Saved entries
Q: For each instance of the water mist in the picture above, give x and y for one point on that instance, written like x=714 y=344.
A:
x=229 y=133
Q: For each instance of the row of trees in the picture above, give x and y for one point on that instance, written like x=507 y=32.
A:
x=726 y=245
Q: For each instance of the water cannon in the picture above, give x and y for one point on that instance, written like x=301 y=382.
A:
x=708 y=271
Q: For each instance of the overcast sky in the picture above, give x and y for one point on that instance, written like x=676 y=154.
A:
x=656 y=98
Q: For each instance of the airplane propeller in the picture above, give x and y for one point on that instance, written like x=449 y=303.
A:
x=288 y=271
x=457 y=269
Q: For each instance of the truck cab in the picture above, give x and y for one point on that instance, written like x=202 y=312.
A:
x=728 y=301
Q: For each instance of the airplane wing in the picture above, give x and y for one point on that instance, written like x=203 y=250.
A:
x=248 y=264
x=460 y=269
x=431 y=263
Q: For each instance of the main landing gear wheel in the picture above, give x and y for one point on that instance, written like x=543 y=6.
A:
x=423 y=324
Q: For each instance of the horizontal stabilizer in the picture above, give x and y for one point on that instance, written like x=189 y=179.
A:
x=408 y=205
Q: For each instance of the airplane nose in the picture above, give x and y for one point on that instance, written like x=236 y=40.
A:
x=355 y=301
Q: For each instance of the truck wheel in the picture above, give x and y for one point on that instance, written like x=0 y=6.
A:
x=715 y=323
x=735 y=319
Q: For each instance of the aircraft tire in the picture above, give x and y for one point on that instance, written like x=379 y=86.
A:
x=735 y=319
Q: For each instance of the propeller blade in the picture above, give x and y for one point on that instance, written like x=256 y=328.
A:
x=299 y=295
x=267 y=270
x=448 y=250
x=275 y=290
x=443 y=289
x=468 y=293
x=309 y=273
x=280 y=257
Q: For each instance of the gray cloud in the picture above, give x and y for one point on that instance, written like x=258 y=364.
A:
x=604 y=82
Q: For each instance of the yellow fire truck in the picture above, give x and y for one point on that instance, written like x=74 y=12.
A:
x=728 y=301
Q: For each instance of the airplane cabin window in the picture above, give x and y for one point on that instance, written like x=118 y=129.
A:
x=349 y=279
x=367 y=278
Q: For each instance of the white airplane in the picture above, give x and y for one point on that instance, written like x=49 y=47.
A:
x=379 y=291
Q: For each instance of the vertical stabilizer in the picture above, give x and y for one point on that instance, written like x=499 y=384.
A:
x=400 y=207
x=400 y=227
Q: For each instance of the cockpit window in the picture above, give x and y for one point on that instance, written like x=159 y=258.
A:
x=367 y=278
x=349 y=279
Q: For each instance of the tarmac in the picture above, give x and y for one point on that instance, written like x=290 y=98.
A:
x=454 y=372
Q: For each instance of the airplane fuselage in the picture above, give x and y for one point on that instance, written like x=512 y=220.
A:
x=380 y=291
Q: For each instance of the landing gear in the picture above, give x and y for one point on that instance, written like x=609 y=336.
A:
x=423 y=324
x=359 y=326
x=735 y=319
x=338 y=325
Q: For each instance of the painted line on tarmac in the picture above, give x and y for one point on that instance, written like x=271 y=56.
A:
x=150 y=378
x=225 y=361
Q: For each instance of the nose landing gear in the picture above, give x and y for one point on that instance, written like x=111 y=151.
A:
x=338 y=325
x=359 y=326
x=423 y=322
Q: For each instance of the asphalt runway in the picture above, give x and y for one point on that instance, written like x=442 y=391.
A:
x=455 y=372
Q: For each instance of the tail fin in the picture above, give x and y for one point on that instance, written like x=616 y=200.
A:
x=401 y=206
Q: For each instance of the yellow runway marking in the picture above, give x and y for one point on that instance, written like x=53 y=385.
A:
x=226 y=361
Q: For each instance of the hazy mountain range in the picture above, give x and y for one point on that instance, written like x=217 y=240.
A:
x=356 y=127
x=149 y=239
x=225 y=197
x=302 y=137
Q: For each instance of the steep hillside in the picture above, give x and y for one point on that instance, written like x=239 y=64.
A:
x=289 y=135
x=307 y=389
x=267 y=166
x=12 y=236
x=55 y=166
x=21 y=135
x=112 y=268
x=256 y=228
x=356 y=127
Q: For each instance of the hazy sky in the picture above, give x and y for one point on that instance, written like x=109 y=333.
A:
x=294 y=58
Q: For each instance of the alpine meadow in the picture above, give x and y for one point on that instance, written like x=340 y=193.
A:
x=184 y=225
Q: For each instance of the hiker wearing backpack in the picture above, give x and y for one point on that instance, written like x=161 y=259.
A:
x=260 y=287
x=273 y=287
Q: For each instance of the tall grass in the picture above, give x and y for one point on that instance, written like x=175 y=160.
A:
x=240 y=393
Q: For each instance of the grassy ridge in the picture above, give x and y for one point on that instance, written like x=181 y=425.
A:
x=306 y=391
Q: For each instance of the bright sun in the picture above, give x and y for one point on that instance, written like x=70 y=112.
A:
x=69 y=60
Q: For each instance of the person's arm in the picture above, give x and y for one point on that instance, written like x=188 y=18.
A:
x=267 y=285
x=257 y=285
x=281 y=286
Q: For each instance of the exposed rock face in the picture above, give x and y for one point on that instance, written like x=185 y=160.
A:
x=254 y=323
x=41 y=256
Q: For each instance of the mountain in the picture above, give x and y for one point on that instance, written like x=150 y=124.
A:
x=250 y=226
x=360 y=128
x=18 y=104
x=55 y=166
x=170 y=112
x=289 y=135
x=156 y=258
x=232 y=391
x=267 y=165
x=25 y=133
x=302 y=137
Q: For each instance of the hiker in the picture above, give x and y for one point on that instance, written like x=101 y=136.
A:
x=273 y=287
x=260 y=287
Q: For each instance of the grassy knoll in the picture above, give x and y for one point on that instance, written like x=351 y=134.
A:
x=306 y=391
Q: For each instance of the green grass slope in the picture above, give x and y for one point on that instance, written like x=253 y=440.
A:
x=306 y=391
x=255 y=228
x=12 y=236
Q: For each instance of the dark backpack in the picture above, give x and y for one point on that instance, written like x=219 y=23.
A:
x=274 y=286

---

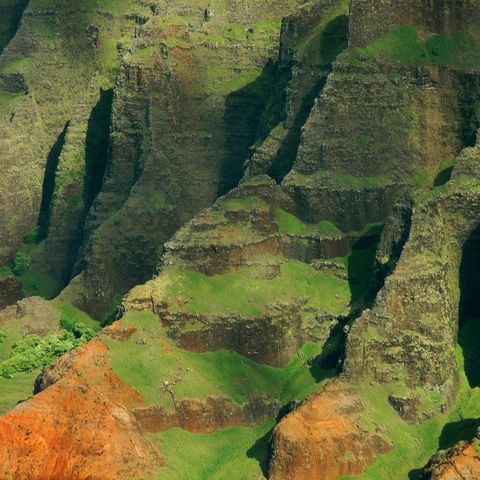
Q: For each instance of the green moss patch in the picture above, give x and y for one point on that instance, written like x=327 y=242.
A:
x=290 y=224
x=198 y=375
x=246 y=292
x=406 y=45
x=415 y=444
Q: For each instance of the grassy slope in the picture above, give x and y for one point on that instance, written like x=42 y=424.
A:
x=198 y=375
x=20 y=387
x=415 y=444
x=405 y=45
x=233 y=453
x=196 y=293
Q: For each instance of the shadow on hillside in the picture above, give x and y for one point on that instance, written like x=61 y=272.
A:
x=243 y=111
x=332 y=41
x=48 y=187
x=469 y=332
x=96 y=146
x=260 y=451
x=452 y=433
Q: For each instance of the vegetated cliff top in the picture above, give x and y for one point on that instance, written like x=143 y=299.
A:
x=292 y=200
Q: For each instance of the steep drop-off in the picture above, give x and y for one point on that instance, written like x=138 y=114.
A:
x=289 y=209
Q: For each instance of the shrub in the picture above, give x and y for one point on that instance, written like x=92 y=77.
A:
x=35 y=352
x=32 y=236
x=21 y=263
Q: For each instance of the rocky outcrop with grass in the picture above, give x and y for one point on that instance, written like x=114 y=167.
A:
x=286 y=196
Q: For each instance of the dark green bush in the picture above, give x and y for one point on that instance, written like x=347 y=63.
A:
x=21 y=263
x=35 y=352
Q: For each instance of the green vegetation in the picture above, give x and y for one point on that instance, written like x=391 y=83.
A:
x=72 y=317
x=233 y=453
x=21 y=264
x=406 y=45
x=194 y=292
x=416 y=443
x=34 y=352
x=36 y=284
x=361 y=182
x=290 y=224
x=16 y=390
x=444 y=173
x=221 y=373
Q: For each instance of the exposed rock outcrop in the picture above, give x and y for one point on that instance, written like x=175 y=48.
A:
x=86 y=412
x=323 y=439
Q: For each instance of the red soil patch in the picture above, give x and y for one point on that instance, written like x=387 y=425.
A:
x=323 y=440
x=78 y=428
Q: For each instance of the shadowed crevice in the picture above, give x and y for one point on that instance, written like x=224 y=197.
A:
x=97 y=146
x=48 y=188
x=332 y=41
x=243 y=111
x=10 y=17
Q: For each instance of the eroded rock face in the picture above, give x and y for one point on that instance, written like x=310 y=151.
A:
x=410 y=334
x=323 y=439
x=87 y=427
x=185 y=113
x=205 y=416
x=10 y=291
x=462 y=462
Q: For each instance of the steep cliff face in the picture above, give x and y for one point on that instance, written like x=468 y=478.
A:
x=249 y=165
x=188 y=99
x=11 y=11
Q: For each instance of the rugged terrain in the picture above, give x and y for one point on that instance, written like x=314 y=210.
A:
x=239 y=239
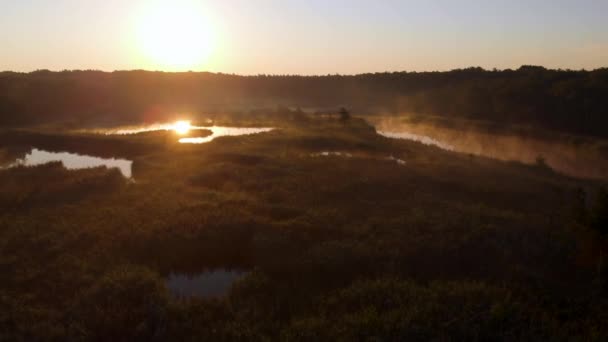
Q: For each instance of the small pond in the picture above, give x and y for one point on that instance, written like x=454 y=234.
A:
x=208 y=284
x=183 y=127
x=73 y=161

• YOUR GOAL: Give the number of lines above that include "propeller". Write nothing else.

• EXERCISE RESPONSE: 2